EXERCISE BRIEF | Lines with the word "truck" are the ones wanted. Copy each of them from the entries below.

DATA TO USE |

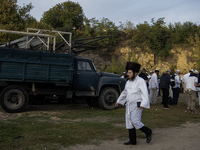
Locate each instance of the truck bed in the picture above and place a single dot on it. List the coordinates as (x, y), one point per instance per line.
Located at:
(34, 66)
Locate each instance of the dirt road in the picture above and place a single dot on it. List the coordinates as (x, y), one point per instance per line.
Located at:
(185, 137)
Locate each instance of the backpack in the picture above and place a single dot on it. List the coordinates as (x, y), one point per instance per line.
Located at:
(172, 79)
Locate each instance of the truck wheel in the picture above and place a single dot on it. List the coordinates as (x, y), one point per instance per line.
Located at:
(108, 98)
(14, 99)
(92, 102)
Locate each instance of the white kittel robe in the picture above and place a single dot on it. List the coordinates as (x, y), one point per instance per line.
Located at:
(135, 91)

* * *

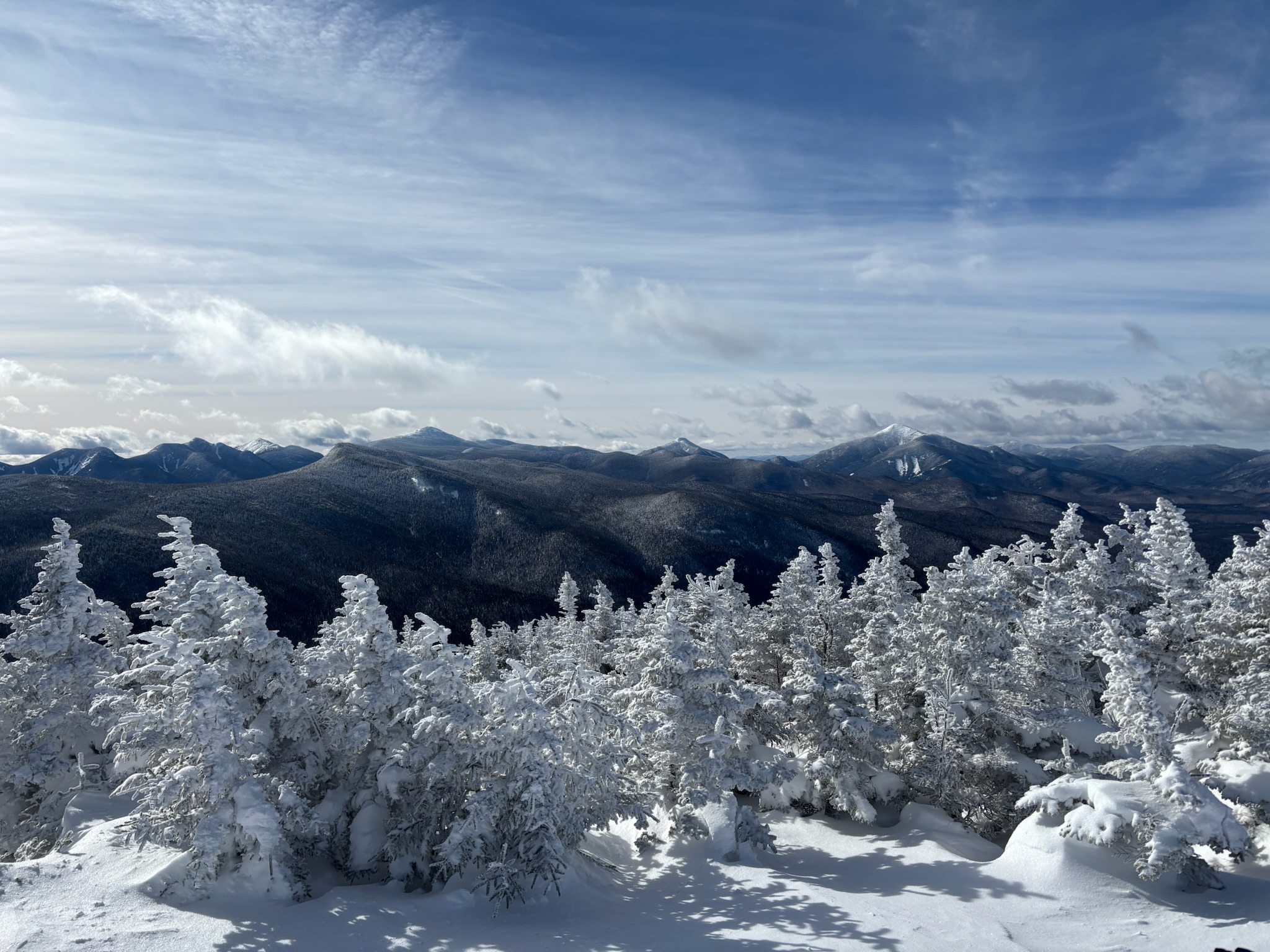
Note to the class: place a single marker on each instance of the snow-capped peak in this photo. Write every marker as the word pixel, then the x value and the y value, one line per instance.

RESPONSE FOR THIS EXERCISE |
Locate each instance of the truck bed in the picture above and place a single dot on it. List the coordinates as (x, y), one point per instance per line.
Locate each instance of the truck wheel in the picture above and place a single dot on it. List the coordinates as (x, y), one point per instance per line.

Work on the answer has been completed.